# EXERCISE TASK
Turn every line of the items below into a JSON list of strings, one string per line. Skip blank lines and leave the pictures out.

# STORED ROWS
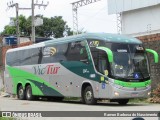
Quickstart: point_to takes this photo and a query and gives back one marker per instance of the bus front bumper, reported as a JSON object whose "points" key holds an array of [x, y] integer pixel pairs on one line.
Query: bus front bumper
{"points": [[124, 92]]}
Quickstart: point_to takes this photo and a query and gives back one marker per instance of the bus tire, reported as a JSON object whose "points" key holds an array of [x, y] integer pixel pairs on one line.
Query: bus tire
{"points": [[88, 96], [29, 95], [21, 93], [123, 101]]}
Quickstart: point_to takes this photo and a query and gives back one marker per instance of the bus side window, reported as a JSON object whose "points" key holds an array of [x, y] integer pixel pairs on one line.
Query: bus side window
{"points": [[76, 52], [53, 54]]}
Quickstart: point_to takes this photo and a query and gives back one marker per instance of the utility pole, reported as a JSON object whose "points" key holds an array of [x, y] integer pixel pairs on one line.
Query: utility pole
{"points": [[33, 18], [17, 20], [76, 5], [16, 5], [119, 23]]}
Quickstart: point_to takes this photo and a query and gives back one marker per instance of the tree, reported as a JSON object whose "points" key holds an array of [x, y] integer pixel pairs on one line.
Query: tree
{"points": [[52, 27]]}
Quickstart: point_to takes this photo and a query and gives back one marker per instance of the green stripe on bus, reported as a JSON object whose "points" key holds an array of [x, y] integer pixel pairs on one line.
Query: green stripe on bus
{"points": [[24, 77], [133, 84]]}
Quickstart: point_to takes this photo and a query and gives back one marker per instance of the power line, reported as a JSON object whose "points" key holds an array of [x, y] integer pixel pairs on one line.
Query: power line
{"points": [[75, 6]]}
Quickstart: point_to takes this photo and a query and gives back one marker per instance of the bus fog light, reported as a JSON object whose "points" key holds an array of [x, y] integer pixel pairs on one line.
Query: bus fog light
{"points": [[149, 93], [116, 93]]}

# ANSWER TO THIS TASK
[
  "Quickstart: point_to takes this photo and a query and gives back one marker per instance of the bus front bumper, reported as a JSON object whose \"points\" key holds an array of [x, y] integer pixel pairs on one line.",
  "Query: bus front bumper",
  "{\"points\": [[124, 92]]}",
  "Quickstart: point_to takes this photo and a query and gives back one marker per instance of the bus tire, reported as a JSON object whose \"points\" key holds an array of [x, y] integer pixel pairs on one line.",
  "Query: bus tire",
  "{\"points\": [[88, 96], [29, 95], [21, 93], [123, 101]]}",
  "Quickstart: point_to takes this photo and a query and gives back one marker per instance of the bus side window, reported as a JSON object whose \"points\" key holds an array of [x, y] integer pixel pairs on one line.",
  "Query: bus side window",
  "{\"points\": [[76, 52], [53, 54]]}",
  "Quickstart: point_to takes this photo and a query and gives back one marker per instance of the utility pole, reported as a JSON object whose \"points\" key holds an array of [x, y] integer pixel pairs on one line.",
  "Query: utility pole",
  "{\"points\": [[33, 18], [17, 20], [76, 5], [16, 5], [119, 23]]}",
  "Quickstart: point_to takes this photo and a query and gives back one marker per instance of the tree, reported as a JSON object whose \"points\" key holds an array of [x, y] integer pixel pairs on one line.",
  "Query: tree",
  "{\"points\": [[52, 27]]}",
  "Quickstart: point_to takes this photo and a query and gives back one marker per instance of the green stripe on bus, reported as a JSON object whose \"points\" key holds an array of [x, y] integer pixel pairs on one line.",
  "Query: green stripe on bus",
  "{\"points\": [[24, 77], [133, 84]]}",
  "Quickstart: point_to takes this photo and a query and gives back one marker per instance of the power line, reported as a JSON object whose \"points\" key holds an array of [x, y] integer pixel pairs on one line.",
  "Query: power line",
  "{\"points\": [[75, 6]]}",
  "Quickstart: point_to takes this photo and a query and gives back one marker per instance of the bus fog light, reported as a JSON object whose \"points\" key holds an array of [x, y] integer pixel pairs on one line.",
  "Query: bus fog light",
  "{\"points\": [[149, 93], [116, 93]]}"
]